→ **Short problem**:
List each line of the listing below that contains the string "vest".

→ **Annotated coordinate records**:
--- begin ---

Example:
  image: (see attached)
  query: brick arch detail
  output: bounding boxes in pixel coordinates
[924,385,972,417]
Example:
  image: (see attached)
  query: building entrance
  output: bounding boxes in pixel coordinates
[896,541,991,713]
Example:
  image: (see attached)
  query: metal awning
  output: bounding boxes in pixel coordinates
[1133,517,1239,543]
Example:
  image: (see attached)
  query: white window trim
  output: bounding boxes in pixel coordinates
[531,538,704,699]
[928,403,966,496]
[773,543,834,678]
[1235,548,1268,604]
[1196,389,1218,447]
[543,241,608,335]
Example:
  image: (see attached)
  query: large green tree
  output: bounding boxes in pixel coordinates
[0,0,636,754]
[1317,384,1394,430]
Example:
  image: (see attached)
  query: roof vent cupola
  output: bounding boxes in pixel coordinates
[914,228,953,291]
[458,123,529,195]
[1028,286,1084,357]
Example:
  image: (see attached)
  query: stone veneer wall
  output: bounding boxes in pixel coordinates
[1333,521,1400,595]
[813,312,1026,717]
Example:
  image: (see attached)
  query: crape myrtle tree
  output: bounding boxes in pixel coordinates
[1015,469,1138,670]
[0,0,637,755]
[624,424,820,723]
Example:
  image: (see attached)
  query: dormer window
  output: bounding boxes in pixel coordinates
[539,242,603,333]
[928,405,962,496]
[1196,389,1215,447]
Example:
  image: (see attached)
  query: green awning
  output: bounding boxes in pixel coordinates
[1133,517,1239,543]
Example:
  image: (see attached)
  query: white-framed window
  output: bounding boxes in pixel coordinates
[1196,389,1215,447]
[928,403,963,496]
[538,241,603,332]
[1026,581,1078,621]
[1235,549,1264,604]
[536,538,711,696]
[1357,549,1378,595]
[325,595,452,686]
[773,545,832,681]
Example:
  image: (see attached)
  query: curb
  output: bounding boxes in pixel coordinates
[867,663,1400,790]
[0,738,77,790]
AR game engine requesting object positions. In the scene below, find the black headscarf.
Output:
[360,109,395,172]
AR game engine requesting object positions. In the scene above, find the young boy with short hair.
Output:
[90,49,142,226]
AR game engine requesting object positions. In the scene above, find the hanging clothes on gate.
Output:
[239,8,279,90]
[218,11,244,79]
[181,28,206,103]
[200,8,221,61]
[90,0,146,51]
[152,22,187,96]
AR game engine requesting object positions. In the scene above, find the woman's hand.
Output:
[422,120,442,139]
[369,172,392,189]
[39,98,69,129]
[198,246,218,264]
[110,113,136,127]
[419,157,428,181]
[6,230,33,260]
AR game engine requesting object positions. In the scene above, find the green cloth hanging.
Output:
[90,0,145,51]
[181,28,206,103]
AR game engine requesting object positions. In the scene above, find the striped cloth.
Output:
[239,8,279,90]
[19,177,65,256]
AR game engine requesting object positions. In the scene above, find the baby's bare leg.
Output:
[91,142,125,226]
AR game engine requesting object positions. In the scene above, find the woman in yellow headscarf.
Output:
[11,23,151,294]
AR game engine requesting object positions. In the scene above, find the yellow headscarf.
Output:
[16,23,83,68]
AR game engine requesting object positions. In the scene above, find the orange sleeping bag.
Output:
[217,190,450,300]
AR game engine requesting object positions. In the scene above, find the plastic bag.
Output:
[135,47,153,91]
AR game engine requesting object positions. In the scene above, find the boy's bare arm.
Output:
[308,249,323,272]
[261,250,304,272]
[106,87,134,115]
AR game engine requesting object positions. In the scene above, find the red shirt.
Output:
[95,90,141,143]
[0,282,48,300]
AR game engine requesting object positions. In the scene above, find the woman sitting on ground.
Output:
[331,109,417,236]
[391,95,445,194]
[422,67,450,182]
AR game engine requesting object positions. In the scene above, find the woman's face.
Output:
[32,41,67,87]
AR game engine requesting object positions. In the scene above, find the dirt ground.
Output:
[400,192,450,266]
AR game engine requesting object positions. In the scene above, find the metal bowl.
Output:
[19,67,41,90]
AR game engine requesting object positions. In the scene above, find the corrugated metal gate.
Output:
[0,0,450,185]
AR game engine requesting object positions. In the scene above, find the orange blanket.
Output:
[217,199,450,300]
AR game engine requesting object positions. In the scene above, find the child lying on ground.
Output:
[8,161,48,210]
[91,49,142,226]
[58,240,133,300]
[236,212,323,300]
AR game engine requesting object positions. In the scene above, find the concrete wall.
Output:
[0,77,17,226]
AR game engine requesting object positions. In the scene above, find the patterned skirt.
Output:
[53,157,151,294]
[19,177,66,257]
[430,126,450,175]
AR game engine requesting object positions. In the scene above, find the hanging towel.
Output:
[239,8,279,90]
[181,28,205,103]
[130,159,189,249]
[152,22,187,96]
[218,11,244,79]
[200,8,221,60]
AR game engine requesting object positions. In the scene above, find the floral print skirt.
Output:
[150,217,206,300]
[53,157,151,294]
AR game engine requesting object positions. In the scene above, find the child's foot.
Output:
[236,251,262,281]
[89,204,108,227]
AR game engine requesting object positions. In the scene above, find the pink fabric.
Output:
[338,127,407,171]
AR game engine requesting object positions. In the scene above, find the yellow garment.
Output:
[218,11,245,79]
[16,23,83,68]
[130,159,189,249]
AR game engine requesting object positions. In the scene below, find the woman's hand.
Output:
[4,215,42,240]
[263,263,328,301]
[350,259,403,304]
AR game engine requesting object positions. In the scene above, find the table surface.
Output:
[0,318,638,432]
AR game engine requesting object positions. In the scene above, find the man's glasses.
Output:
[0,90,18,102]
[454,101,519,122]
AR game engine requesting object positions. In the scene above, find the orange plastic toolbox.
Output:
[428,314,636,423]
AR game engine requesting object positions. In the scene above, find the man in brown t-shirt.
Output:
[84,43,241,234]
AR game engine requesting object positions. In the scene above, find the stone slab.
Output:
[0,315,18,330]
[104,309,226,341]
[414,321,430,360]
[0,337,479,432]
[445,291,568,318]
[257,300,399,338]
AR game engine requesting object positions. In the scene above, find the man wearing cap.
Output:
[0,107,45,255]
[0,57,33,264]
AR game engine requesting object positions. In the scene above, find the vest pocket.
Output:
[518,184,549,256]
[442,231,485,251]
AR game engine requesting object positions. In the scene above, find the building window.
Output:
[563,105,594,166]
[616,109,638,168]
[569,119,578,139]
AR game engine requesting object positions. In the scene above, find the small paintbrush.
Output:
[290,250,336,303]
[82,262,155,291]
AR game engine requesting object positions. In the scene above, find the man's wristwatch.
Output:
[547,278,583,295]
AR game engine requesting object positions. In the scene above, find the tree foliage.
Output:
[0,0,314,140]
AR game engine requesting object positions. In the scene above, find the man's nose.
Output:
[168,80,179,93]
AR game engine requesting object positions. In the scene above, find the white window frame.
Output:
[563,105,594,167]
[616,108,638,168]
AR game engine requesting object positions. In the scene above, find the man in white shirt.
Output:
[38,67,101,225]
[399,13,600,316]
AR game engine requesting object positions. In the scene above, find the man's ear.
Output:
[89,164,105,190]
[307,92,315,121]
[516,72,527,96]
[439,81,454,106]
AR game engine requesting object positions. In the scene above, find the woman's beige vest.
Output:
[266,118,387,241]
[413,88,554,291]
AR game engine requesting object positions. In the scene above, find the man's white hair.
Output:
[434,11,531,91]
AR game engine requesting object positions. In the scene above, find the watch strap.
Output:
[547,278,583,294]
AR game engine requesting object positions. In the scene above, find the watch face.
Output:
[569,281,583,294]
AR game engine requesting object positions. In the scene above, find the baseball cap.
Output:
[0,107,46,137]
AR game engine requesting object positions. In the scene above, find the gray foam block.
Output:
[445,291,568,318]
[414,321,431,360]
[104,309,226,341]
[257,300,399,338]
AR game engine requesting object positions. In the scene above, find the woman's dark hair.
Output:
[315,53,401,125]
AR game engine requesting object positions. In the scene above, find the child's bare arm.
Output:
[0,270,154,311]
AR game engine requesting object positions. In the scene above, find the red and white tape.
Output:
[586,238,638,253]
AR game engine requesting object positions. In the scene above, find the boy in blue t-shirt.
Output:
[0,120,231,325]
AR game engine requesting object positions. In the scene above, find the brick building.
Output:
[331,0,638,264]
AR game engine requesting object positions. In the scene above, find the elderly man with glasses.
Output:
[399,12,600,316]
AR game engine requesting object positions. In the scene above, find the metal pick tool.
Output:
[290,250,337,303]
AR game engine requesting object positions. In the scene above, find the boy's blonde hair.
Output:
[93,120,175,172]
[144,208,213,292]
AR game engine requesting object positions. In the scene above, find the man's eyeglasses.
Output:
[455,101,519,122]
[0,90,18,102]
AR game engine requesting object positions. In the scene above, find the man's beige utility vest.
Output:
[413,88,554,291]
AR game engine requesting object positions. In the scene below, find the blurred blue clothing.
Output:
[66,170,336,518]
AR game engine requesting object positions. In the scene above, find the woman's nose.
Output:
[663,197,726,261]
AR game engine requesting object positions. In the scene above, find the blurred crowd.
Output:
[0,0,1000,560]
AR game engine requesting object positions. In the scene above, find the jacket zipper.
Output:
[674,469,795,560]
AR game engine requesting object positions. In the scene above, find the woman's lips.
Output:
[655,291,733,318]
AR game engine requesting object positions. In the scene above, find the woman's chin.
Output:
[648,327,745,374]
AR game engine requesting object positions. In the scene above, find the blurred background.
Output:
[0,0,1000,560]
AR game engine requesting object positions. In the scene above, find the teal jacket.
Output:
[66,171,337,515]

--- end ---

→ **Answer**:
AR game engine requesting object positions. In the scene above, find the vest pocket.
AR game engine requesting object positions. In the scene above, find the woman's beige vest.
AR game engine requesting object positions. In the scene above, find the man's beige utility vest.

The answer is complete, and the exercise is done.